--- Your objective ---
Print each of the following lines word for word, in the same order.

--- Task material ---
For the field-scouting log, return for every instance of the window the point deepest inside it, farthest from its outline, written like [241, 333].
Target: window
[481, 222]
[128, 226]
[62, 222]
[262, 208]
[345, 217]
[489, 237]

--- Exercise output ---
For the field-scouting log, return for every instance of the window the point deepest inside it, farthest from its outline, written like [241, 333].
Target: window
[481, 222]
[128, 226]
[62, 222]
[262, 208]
[345, 217]
[489, 237]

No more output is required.